Document passage ->
We’ve been considering some new treatments and tools, so Tara’s going through her usual willing victim/guinea pig phase, being poked, prodded and zapped. It reminds me again of how effective it is to fully immerse yourself in the patient experience, and how great it is for referrals. When was the last time you actually were a patient, as opposed to just treating one?
Switching roles has some fantastic benefits, including:
- A better grasp of what works and what doesn’t
- Deeper empathy for the challenges patients face during treatments
- Ability to increase patient compliance with lifestyle changes
- Improved patient outcomes
- Increased referrals
- Greater insight into patient flow and treatment management
- Better insight into pricing and perceived value
- Smarter decision-making when adding new products and protocols
If you decide to become your own human test-subject, here are a couple of tips to help you make the most of your self-experimenting:
Don’t Forget to Try Your Existing Stuff
When was the last time you tried that cleanse you recommend? Or took the supplement? Or had a treatment? Being a guinea pig for your own protocols is a must for new and existing products and services. You can’t beat the hands on experience, and it gives you credibility with your patients that you can’t buy. As a result, they tend to follow through, get better results, and refer more. And if you’re not doing it, how good is it, really?

The data ->
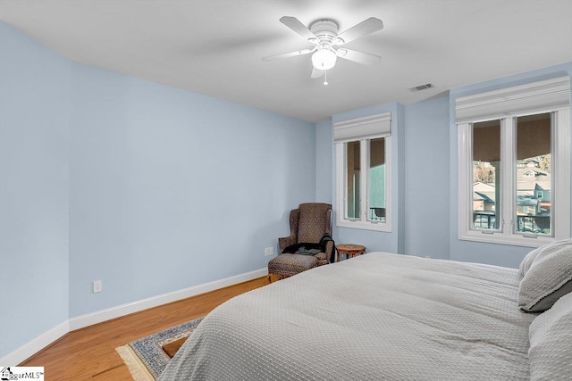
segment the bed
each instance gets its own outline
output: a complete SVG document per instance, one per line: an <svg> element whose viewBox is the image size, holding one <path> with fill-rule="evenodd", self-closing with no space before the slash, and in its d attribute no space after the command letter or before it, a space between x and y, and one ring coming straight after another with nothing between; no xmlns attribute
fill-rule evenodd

List of tasks ->
[a] List every benefit of switching roles that the piece on practitioners becoming their own patients names.
[b] Translate this sentence from the piece on practitioners becoming their own patients into Spanish: "You can’t beat the hands on experience, and it gives you credibility with your patients that you can’t buy."
[c] Pick up the piece on practitioners becoming their own patients after its last sentence and carry it forward.

Answers for this exercise ->
[a]
- A better grasp of what works and what doesn’t
- Deeper empathy for the challenges patients face during treatments
- Ability to increase patient compliance with lifestyle changes
- Improved patient outcomes
- Increased referrals
- Greater insight into patient flow and treatment management
- Better insight into pricing and perceived value
- Smarter decision-making when adding new products and protocols

[b] No hay nada mejor que la experiencia práctica, y te da una credibilidad ante tus pacientes que no se puede comprar.

[c]
Try Someone Else’s Stuff
If you really want another practitioner to refer to you, book an appointment with them. You can schmooze and network and lunch and send notes and letters, but nothing seems to work as well as just booking an appointment. You get to understand what they do much better, and in most cases, you’ll get a decent amount of talk time in so that they can understand what you do, then refer more. Works every time.
Play The Role
If you’re going to do this, try really being a patient. Run through the whole process from appointment to re-booking so you understand the entire flow. And make sure you pay with real money – don’t exchange services when you’re trying someone else’s stuff. Paying out of your own pocket will give you a better sense for the value of the service and put you squarely in your patient’s shoes.